**TEXTE RETENU**
============

Blog proposé par Jean-Louis Bec

dimanche 1 janvier 2017

Sebastiao Salgado: "De ma terre à la Terre"


Rubriques: psychologie du photographe; photographie analogique et numérique; photographie objective et subjective; portrait photographique; paysage.


Si on n’aime pas attendre, on ne peut pas être photographe. J’arrive un jour sur l’île Isabela, aux Galapagos, à côté d’un très beau volcan nommé Alcedo. C’était en 2004. Il y avait une tortue géante, énorme, (…). Chaque fois que je m’approchais d’elle, la tortue s’en allait. Elle ne marchait pas vite, mais je ne pouvais tout de même pas la prendre en photo. J’ai alors réfléchi. Je me suis dit : quand je photographie des humains, je ne débarque jamais dans un groupe incognito, je me fais chaque fois introduire. Ensuite je me présente aux personnes, je m’explique, je discute et, peu à peu, nous faisons connaissance. J’ai compris que, de la même façon, le seul moyen de parvenir à prendre cette tortue en photo était de faire connaissance avec elle; de me mettre à son diapason. Alors je me suis mis en tortue : je me suis mis accroupi et j’ai commencé à marcher à la même hauteur qu’elle, paumes et genoux à terre. A ce moment là, la tortue n’a plus fui. Et quand elle s’est arrêtée de marcher, j’ai fait un mouvement en arrière. Elle s’est avancée, j’ai reculé. J’ai attendu quelques instants, puis je me suis approché, un peu, doucement. La tortue a fait un pas de plus vers moi, j’en ai aussitôt fait quelques-uns en arrière. Elle est alors venue vers moi et s’est laissée regarder tranquillement. J’ai pu commencer à la photographier. L’approche de cette tortue m’a pris une journée entière. Toute une journée pour lui faire comprendre que je respectais son territoire.

============

**CONSIGNE 1**
Trouvez dans les enregistrements toutes les lignes qui contiennent le mot « pouch », puis recopiez-les.

============

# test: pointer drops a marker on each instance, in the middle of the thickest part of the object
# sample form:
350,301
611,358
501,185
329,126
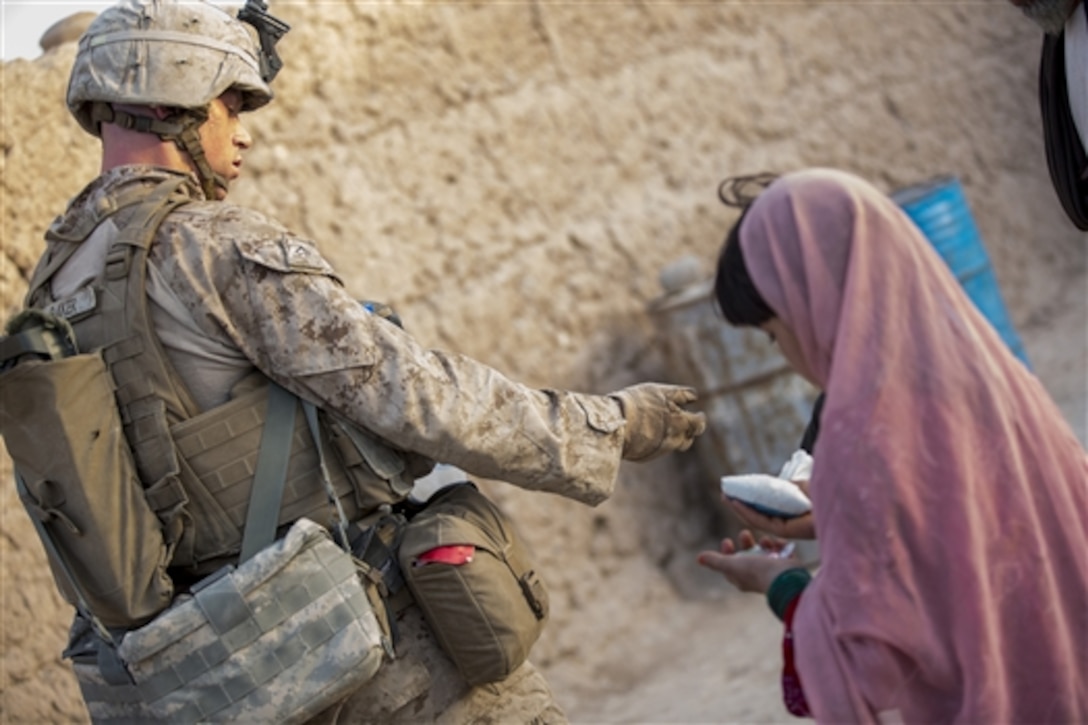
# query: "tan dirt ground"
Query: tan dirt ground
512,176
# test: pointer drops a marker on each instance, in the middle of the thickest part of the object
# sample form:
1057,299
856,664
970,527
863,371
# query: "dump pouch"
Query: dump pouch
486,607
277,639
60,424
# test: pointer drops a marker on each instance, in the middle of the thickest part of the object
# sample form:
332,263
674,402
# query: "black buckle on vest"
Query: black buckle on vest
118,263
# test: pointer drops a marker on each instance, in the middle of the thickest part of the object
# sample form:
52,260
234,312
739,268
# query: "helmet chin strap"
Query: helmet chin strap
183,130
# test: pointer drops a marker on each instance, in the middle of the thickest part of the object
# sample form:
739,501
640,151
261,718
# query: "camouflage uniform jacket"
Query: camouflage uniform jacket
232,291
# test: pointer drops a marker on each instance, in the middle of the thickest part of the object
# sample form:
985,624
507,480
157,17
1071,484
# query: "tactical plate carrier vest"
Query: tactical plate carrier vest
197,467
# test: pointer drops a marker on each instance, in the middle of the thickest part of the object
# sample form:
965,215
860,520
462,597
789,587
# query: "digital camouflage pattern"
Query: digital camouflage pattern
231,290
199,51
277,639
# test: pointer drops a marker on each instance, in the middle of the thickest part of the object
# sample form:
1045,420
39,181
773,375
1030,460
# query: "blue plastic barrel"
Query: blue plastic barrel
940,210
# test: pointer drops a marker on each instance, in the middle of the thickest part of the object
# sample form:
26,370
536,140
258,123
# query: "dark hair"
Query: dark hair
738,298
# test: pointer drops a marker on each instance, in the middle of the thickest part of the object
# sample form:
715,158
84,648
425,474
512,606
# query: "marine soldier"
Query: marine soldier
235,300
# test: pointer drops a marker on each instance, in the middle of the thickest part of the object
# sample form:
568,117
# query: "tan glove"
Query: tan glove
656,424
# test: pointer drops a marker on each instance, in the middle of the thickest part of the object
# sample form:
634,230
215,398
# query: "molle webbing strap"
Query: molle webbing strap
149,392
72,238
271,474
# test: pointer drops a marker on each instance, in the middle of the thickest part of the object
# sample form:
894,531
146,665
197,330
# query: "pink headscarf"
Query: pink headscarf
950,496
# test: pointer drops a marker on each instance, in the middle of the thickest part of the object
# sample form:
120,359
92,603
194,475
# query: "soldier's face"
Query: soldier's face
224,137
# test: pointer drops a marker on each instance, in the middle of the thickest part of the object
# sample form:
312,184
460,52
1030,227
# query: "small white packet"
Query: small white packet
799,467
769,495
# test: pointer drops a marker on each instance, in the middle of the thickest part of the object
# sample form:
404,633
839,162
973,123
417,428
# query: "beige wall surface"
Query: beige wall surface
511,176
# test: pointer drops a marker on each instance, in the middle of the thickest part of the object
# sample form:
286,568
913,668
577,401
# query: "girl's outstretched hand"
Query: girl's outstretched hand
749,570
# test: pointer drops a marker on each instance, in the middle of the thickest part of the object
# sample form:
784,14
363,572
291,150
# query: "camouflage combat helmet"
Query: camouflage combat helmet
175,54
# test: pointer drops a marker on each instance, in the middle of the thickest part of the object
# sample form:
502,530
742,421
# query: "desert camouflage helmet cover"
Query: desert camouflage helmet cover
163,52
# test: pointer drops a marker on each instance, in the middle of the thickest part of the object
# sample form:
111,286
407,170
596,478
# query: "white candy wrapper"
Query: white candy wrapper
768,494
799,467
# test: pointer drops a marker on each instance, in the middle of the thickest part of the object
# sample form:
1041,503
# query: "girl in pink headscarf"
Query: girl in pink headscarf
950,496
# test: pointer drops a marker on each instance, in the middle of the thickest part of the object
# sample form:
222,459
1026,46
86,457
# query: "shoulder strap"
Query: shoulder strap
150,393
271,474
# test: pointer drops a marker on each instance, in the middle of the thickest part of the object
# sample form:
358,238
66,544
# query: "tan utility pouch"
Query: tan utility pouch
61,427
486,607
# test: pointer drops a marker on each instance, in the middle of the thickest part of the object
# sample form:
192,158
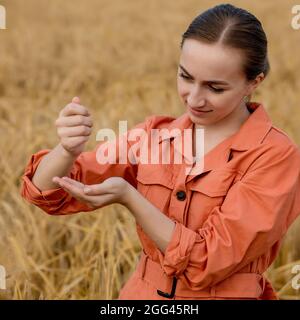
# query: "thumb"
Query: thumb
76,100
95,189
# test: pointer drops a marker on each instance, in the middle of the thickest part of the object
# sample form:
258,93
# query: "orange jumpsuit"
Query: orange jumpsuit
230,219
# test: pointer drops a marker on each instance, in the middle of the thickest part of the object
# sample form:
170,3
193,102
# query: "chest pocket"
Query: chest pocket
208,192
155,182
216,183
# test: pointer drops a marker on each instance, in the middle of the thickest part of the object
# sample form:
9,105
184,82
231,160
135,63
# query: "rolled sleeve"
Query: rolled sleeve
253,218
86,169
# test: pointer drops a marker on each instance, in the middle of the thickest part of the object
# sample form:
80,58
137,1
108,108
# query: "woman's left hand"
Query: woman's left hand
111,190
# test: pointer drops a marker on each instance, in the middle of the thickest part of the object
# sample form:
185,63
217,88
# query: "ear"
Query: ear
255,83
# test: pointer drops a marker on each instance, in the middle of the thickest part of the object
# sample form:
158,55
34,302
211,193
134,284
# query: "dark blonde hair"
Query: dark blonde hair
236,28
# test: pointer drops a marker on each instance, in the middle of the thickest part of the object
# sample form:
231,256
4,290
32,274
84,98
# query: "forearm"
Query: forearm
155,224
56,163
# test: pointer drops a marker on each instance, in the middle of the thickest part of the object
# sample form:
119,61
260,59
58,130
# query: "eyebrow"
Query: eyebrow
207,81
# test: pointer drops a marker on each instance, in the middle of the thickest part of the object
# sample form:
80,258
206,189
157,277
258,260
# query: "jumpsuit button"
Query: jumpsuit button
181,195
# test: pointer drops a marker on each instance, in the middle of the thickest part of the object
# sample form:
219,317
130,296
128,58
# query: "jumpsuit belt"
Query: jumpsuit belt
238,285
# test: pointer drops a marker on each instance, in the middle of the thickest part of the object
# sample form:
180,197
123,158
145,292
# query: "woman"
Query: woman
209,235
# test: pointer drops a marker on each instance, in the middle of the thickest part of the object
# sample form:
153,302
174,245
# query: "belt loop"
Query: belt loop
144,264
213,291
263,279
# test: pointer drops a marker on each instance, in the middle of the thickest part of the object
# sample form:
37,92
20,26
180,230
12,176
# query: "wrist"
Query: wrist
66,154
128,195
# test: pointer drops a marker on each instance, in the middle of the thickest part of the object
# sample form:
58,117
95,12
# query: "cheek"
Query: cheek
182,88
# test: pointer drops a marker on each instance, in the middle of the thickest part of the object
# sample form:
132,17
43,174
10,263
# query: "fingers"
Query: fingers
76,100
75,120
74,109
96,189
75,188
74,131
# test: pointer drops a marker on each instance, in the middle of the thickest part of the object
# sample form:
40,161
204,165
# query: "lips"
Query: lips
199,109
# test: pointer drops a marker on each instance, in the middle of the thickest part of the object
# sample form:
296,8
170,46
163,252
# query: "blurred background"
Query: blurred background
120,57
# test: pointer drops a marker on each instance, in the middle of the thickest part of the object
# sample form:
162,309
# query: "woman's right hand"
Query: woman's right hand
74,126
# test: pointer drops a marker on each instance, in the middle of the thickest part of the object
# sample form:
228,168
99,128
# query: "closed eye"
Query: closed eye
216,90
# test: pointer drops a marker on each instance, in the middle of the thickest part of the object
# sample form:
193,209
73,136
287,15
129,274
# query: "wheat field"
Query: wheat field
120,57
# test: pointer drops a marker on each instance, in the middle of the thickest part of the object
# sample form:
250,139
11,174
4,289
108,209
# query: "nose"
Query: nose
195,98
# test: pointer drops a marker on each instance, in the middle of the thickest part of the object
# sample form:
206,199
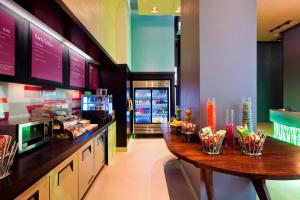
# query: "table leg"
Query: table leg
208,181
261,189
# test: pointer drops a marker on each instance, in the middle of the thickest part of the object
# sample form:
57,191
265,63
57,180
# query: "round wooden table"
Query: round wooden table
279,161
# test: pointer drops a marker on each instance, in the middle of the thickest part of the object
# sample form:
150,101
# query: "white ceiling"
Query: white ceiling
271,13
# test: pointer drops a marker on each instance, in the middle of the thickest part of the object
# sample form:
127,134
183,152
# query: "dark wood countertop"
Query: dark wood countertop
280,160
30,167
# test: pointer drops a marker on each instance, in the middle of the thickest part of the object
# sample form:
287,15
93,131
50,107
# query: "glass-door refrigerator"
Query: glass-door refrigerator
142,106
151,106
160,105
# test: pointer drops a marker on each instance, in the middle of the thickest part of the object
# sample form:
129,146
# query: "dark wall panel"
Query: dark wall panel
269,78
114,78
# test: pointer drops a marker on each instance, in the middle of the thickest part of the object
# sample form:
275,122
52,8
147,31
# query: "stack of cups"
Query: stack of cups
211,113
230,127
247,113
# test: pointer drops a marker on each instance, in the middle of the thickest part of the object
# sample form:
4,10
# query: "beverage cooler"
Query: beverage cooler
97,108
151,108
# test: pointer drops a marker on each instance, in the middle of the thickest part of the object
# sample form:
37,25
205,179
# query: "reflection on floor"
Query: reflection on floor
177,186
144,173
139,174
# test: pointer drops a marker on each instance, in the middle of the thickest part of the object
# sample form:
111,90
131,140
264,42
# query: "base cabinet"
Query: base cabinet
86,167
111,142
99,153
64,180
71,179
39,191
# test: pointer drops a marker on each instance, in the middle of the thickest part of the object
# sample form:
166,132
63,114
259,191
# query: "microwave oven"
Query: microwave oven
28,133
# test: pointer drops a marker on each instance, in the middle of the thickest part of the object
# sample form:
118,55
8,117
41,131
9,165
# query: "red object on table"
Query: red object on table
211,115
229,134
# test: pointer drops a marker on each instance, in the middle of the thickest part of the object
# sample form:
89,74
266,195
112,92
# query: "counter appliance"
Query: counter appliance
97,108
151,106
28,132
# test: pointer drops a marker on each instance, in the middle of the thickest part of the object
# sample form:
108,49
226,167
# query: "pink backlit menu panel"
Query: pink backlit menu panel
47,56
7,44
93,77
77,70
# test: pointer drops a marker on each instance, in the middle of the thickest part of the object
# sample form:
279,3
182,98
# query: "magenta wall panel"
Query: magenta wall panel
77,70
93,77
47,56
7,44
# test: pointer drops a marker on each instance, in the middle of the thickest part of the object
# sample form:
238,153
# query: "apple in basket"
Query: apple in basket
211,139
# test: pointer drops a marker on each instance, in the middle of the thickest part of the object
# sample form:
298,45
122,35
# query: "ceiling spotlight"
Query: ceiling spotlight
155,10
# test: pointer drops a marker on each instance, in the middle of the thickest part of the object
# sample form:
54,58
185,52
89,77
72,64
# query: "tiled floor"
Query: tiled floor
137,174
140,174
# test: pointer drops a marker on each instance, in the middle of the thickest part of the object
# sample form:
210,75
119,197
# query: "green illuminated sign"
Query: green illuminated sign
287,133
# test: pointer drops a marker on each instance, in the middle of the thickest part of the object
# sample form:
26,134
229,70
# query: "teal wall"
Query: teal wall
128,34
152,43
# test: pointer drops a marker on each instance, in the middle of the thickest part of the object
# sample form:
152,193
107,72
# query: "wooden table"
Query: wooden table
280,161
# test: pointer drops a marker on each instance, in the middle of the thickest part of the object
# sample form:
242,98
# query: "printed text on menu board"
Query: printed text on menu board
93,77
77,70
47,56
7,44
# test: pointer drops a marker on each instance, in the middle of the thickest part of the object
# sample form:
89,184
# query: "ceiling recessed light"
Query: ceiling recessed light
155,10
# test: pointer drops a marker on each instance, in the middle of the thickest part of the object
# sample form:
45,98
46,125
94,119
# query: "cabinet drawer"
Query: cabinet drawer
64,180
99,158
86,167
38,191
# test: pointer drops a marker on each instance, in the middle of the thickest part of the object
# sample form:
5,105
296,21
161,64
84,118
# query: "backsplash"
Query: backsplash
17,100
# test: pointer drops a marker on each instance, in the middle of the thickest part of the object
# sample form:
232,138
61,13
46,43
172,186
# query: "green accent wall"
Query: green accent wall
152,43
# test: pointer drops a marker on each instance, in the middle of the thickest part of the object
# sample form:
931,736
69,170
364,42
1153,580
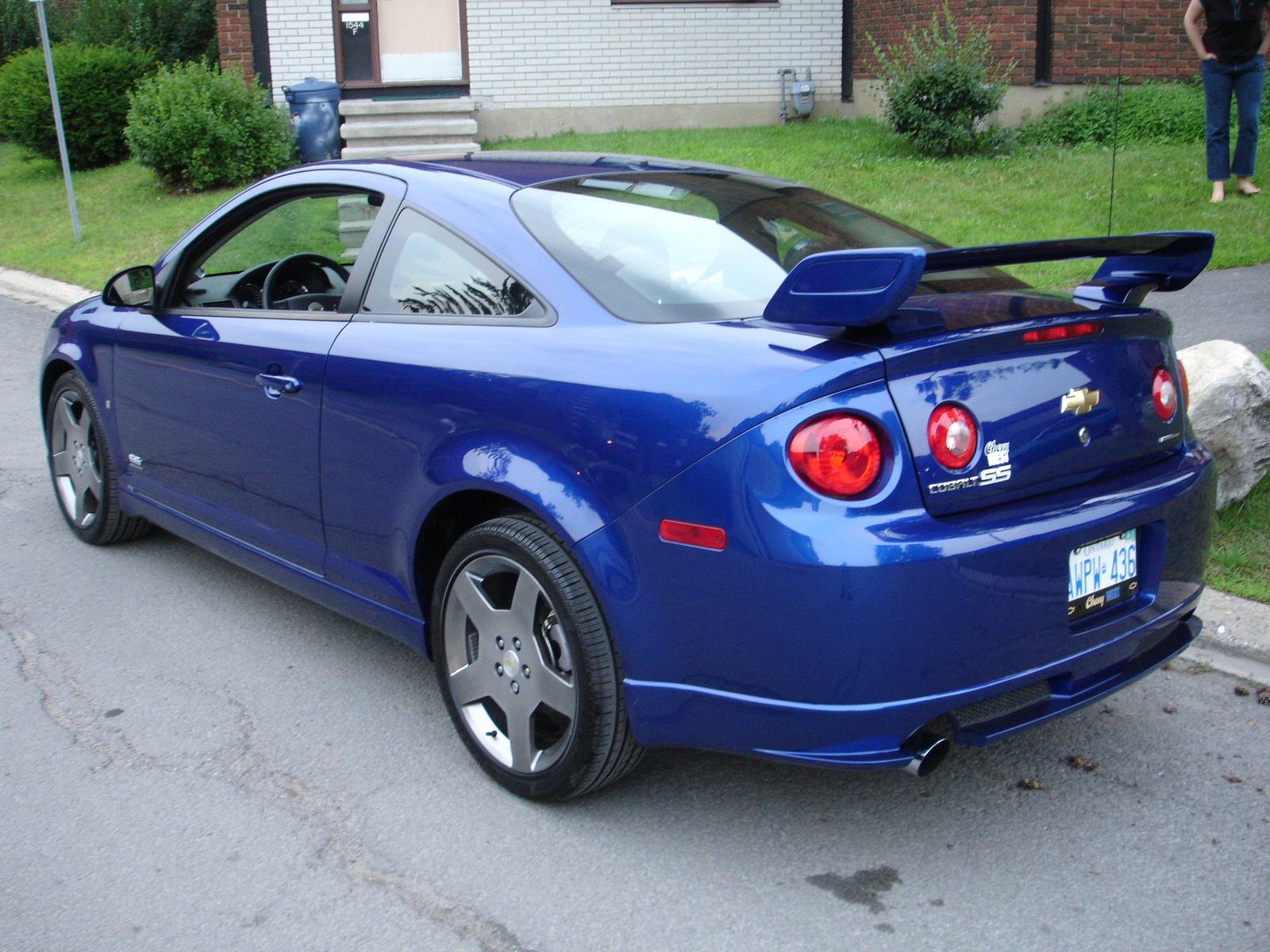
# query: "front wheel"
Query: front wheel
79,461
526,664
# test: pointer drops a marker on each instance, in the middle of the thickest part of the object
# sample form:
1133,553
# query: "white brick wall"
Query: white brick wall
541,54
302,42
552,54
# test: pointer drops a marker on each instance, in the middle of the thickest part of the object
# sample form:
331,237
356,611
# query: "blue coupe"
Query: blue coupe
652,454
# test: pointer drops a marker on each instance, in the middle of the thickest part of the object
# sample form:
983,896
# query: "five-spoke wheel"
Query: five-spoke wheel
80,465
526,664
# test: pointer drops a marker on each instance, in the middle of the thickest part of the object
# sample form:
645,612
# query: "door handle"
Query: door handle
276,385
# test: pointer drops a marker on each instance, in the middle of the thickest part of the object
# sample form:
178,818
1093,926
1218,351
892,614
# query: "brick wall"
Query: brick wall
543,54
1087,41
1086,36
302,42
234,37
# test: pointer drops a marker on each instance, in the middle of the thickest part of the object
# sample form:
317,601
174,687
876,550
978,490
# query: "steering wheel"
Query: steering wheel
296,304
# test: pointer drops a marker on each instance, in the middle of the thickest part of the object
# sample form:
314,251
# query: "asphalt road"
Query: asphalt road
192,758
1232,304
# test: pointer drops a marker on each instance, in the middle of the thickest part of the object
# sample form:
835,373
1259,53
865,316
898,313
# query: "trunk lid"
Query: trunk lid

============

**CONSIGNE 2**
Résumez en deux phrases l'histoire de la tortue géante racontée dans le texte retenu.

**RÉSULTAT 1**
# query: "dump pouch"
Query: dump pouch
# query: "tan utility pouch"
Query: tan utility pouch

**RÉSULTAT 2**
En 2004, sur l'île Isabela aux Galapagos, une tortue géante s'éloignait chaque fois que le photographe s'approchait, si bien qu'il ne pouvait pas la prendre en photo. Il a alors cherché à faire connaissance avec elle, comme il le fait avec les humains : il s'est mis à sa hauteur, paumes et genoux à terre, et a reculé quand elle avançait, jusqu'à ce qu'elle se laisse photographier au bout d'une journée entière.